- _WHAT TO WORK ON_
• a. From the pain symptoms page, copy the stretch from "As you discovered" through "something about it.".
• b. Continue the pain symptoms page from the point where it stops.

- _STUDY TEXT_
Your Pain Symptoms

Below you will find links to take you directly to the page/s relevant to the symptoms you currently have (links are repeated at the bottom of the page):

Foot & Ankle Pain | Knee Pain | Hip Pain | Back Pain
Neck PainShoulder Pain | Elbow Pain
Wrist & Hand Pain | Migraines & Headaches

Wherever your pain (or pains) happen to be, they are just symptoms.

When I say ‘just’, I’m not taking anything way from you and the pain that you’re in. Pain is no joke. I know, I’ve been there.

As you discovered on the Therapy page, pain is a signal from your body to you telling you that something is wrong and that you need to do something about it.

If you’ve come straight to this page because you’re in pain and you want to try a couple of exercises to relieve it, great.

But please go back and read the What Is Posture page after you’ve tried the exercises, which explains why you are experiencing this pain.

Until you understand the reason for your pain, you can do little about fixing it.

You may find ways to reduce the pain temporarily; you may even get it to go away for a period of time.

[Referring-expression pointing data]

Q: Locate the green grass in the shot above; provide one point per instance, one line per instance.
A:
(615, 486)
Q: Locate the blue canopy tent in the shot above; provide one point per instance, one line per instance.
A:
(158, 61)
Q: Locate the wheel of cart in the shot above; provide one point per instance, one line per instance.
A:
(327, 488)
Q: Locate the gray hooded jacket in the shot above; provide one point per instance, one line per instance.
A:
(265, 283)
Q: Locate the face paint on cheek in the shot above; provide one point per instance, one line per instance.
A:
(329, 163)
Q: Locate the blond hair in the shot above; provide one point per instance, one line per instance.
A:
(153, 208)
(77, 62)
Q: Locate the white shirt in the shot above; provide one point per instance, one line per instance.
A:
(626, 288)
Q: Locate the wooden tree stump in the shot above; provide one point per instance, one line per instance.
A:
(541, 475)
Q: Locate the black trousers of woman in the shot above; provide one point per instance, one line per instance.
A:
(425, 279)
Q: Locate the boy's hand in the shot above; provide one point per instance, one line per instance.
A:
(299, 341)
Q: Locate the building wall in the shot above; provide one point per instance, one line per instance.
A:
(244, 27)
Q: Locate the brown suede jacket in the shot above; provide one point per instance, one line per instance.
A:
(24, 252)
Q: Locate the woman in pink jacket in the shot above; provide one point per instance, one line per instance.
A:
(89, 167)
--
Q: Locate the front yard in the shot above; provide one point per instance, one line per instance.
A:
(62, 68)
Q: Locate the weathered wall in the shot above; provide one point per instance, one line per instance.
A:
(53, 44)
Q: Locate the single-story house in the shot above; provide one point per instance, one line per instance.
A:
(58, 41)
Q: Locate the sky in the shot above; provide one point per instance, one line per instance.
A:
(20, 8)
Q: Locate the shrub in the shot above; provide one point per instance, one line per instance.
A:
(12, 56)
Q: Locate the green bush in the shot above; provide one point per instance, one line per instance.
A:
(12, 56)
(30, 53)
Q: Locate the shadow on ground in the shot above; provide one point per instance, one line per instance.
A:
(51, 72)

- _TASK-BY-TASK RESULTS_
• a.
As you discovered on the Therapy page, pain is a signal from your body to you telling you that something is wrong and that you need to do something about it.

• b.
BUT, if you don’t address the problem at the root cause level you will eventually end up with pain either in the same place, or somewhere else in your body.

No matter where it resurfaces, it will have been caused by exactly the same thing: postural misalignment.

Remember: Your Body Works As A Unit!

I make no apologies for repeating myself. This concept is so fundamentally important that you are going to hear it a few more times yet.

The links at the bottom of the page will take you to your area of pain. On each page there are a couple of exercises for you to do, which more than likely will change what you’re feeling – for the better!

Before you try the exercises, take a minute to tune into your body.

Stand up, close your eyes and feel how your weight distribution in your feet is:

  • Is your weight distributed equally between your left and right foot?
  • Is your weight distributed equally between the heel and ball of each foot?
    • Is it the same on both sides, or is it, for example, on the heel of one foot and on the ball of the other?
  • Do you feel like the weight is more towards the inside edge of each foot, the outside edge, or is it equal?
    • And again, is it the same on both sides?

Now rate your pain on a scale of 0 to 10. 10 being disabling pain, the worst you’ve ever experienced and 0 being pain free.

Once you’ve done that, try the exercises out and then see how you feel afterwards.

When You’re Doing The Exercises

Pay close attention to your movement (if there is any) and your alignment.

Unlike most other forms of exercise, one of keys with these exercises isn’t how much strength or effort you exert, but how well you align yourself when doing them.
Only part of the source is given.